# [Page extract]
-- Start --

The poems in Wolf Skin are set in two time periods: there are poems about a modern woman whose mother told her all the usual folktales, and then there are the poems retelling those tales. For the modern poems, because the speaker’s mother is into entomology, I did a lot of research on butterfly migration patterns and insect collecting. In order to write the fairy tale retellings, I researched the known iterations of each tale—how they changed over time—and the historical conditions that inspired them. For example, there’s a poem in the chapbook about the woodcutter’s wife, who convinces her husband to leave Hansel and Gretel deep in the woods, which is clearly inspired by the famine conditions that were often experienced in medieval Europe. I read a lot about that, about the medieval werewolf trials, the flora and fauna in southern Europe, you name it. I’m an obsessive researcher.

4.      What surprised you most about working through this chapbook?

How wonderfully consuming it can be to write a linked series of poems. Wolf Skin was my first multi-poem project, and I found myself obsessed with this woman’s story and emotional journey. In some ways, the process of writing the chapbook was similar to the process of writing fiction; I would see things, in my daily life, and consider them from my character’s perspective. The first poem in Wolf Skin is one I composed in the car, on my way to visit my husband downstate as my daughter slept in the backseat. I saw a billboard, heard the first line in my head, and felt compelled to keep reciting and reworking the subsequent lines aloud until I got it right and pulled over to record it on my phone. That’s another thing that keeps me coming back to poetry—the way you’re haunted by a line or image, at first, but have no idea why it fascinates you. I love the process of figuring that out with sound.

5.  As the mother of a young daughter, how did your treatment of fairytale lore change as the manuscript evolved? Surely, this must have been a complicated matter as both parent and artist.

-- End --

# [Data block]
-- Start --

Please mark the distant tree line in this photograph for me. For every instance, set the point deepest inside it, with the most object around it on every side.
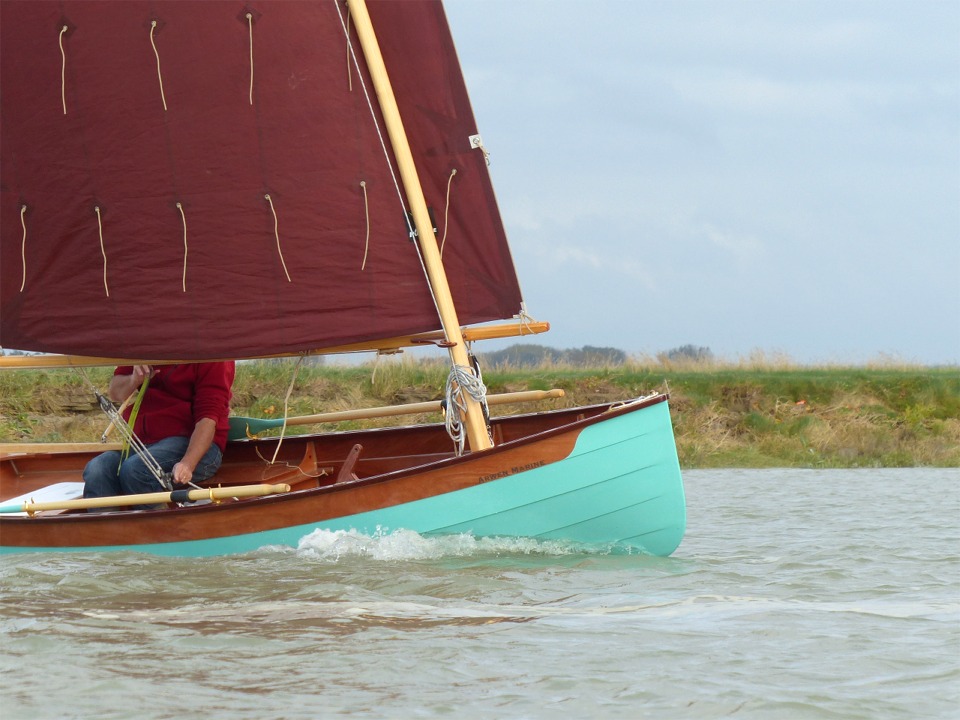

-- End --

# [Work instructions]
• 1. Please list the subjects that the interviewee in the Wolf Skin interview says they read a lot about.
• 2. Extend the Wolf Skin interview by writing the reply to its final question.

# [Answers given]
• 1.
- The famine conditions often experienced in medieval Europe
- The medieval werewolf trials
- The flora and fauna in southern Europe

• 2.
Well, I’ve loved fairy tales since I was a girl, but I’ve become a far more critical reader since I became a mother. Rereading my copy of Grimm when my daughter was very young, in preparation for telling her the tales, is actually what inspired Wolf Skin and my novel-in-progress. Originally, I thought I was looking forward to telling Alice these tales. But rereading them, I had an altogether different experience than the one I had as a girl, finding myself less enchanted than irritated at their underlying assumptions about gender. Why does Little Red Riding Hood fall for the wolf’s scam?, I wondered. Why does Rapunzel slip up and accidentally reveal her affair with the prince to the witch—does she lack the intellectual capacity to deceive her captor? What would happen to the girl who grows up believing the lessons of these tales?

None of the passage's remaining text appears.